**Work task**
Output the data once more, exactly as given.

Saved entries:
* * * * * * * * *

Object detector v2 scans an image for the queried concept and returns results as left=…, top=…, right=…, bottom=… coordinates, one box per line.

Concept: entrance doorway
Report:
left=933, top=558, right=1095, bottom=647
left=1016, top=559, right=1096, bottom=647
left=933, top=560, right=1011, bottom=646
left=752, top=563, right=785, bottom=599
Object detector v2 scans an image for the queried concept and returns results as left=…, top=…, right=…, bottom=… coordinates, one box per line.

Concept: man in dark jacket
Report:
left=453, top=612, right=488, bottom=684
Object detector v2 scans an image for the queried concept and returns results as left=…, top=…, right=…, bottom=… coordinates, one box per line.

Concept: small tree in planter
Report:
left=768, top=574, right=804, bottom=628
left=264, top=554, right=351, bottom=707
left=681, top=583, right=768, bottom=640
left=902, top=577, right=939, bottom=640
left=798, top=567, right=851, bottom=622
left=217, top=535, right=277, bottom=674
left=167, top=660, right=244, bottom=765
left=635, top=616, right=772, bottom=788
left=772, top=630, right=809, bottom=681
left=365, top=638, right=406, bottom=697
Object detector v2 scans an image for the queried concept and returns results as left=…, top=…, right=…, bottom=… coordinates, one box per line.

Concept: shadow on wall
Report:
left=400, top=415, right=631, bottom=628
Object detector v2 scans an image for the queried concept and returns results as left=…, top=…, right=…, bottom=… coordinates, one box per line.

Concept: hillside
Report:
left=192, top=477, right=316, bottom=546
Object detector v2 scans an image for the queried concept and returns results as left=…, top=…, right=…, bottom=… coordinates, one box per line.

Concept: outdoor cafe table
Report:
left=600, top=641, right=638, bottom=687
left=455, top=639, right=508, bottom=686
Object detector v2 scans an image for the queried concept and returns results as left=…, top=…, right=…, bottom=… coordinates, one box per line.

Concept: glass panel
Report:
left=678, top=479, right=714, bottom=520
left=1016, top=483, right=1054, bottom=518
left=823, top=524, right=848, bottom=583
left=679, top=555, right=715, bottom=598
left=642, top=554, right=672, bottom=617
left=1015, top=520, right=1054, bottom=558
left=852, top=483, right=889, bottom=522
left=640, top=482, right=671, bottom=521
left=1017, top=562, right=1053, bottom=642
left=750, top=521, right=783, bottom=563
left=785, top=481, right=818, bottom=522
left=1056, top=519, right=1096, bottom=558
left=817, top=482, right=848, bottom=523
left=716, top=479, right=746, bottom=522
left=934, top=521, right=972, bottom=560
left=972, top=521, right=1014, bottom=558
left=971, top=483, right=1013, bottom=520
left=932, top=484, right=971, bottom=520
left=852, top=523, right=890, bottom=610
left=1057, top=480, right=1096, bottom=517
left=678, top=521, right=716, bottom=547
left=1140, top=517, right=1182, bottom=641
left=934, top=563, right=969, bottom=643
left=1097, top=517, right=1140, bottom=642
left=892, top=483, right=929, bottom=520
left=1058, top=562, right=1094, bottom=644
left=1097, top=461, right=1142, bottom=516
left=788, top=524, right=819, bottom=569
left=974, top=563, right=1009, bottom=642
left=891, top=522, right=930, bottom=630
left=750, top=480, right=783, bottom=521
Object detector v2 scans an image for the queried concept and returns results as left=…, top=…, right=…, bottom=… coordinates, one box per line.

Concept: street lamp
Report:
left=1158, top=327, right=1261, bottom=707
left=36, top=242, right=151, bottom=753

* * * * * * * * *

**Worked solution**
Object detector v2 scans an image for the queried concept and returns results as left=…, top=…, right=…, bottom=… coordinates, one box per line.

Concept: entrance doorway
Report:
left=933, top=558, right=1095, bottom=647
left=1016, top=559, right=1096, bottom=647
left=933, top=560, right=1011, bottom=646
left=752, top=563, right=785, bottom=599
Object detector v2 scans an image for the queried concept and returns results as left=…, top=…, right=…, bottom=… coordinates, one box per line.

Concept: man in dark jacket
Report:
left=453, top=612, right=488, bottom=684
Object detector v2 scans an image for the queried concept and returns results as left=…, top=…, right=…, bottom=… coordinates, one box per line.

Concept: small tree in planter
Report:
left=768, top=574, right=804, bottom=628
left=264, top=554, right=351, bottom=707
left=681, top=583, right=768, bottom=640
left=902, top=577, right=939, bottom=640
left=798, top=567, right=851, bottom=622
left=217, top=535, right=277, bottom=674
left=167, top=660, right=244, bottom=765
left=635, top=616, right=772, bottom=788
left=772, top=630, right=809, bottom=681
left=365, top=638, right=406, bottom=697
Object detector v2 scans an image for the queried concept and returns results as left=…, top=…, right=…, bottom=… coordinates, one box per line.

Concept: shadow on wall
Report:
left=400, top=415, right=631, bottom=628
Object detector v2 scans an image for the queried concept and returns results as left=…, top=…, right=…, bottom=… coordinates, one box per line.

Concept: hillside
Report:
left=192, top=477, right=316, bottom=546
Object detector v2 scans an image for the queried concept and returns results as left=…, top=…, right=…, bottom=… coordinates, one box per line.

Concept: outdoor cafe table
Report:
left=600, top=641, right=638, bottom=687
left=455, top=639, right=508, bottom=686
Object detector v2 scans an image for the queried concept and returns results as left=…, top=…, right=…, bottom=… coordinates, one box per line.

Concept: glass panel
Report:
left=678, top=479, right=714, bottom=520
left=1016, top=483, right=1054, bottom=518
left=823, top=524, right=848, bottom=583
left=679, top=555, right=715, bottom=598
left=642, top=554, right=672, bottom=617
left=1015, top=520, right=1054, bottom=558
left=852, top=483, right=889, bottom=522
left=640, top=482, right=671, bottom=521
left=1017, top=562, right=1053, bottom=642
left=750, top=521, right=783, bottom=563
left=785, top=481, right=818, bottom=522
left=1056, top=519, right=1096, bottom=558
left=817, top=482, right=848, bottom=523
left=716, top=479, right=746, bottom=522
left=934, top=521, right=972, bottom=560
left=972, top=521, right=1014, bottom=558
left=971, top=483, right=1013, bottom=520
left=932, top=484, right=971, bottom=520
left=852, top=523, right=890, bottom=610
left=1057, top=480, right=1096, bottom=517
left=678, top=521, right=716, bottom=547
left=1140, top=517, right=1182, bottom=641
left=934, top=563, right=969, bottom=643
left=1097, top=517, right=1140, bottom=642
left=892, top=483, right=929, bottom=520
left=1058, top=562, right=1094, bottom=644
left=1097, top=461, right=1142, bottom=516
left=788, top=524, right=819, bottom=569
left=974, top=563, right=1009, bottom=642
left=891, top=522, right=930, bottom=630
left=750, top=480, right=783, bottom=521
Object detector v2 scans an image for the queried concept and returns results as left=…, top=…, right=…, bottom=… coordinates, one box per line.

Concept: street lamp
Report:
left=1158, top=327, right=1261, bottom=707
left=36, top=242, right=151, bottom=753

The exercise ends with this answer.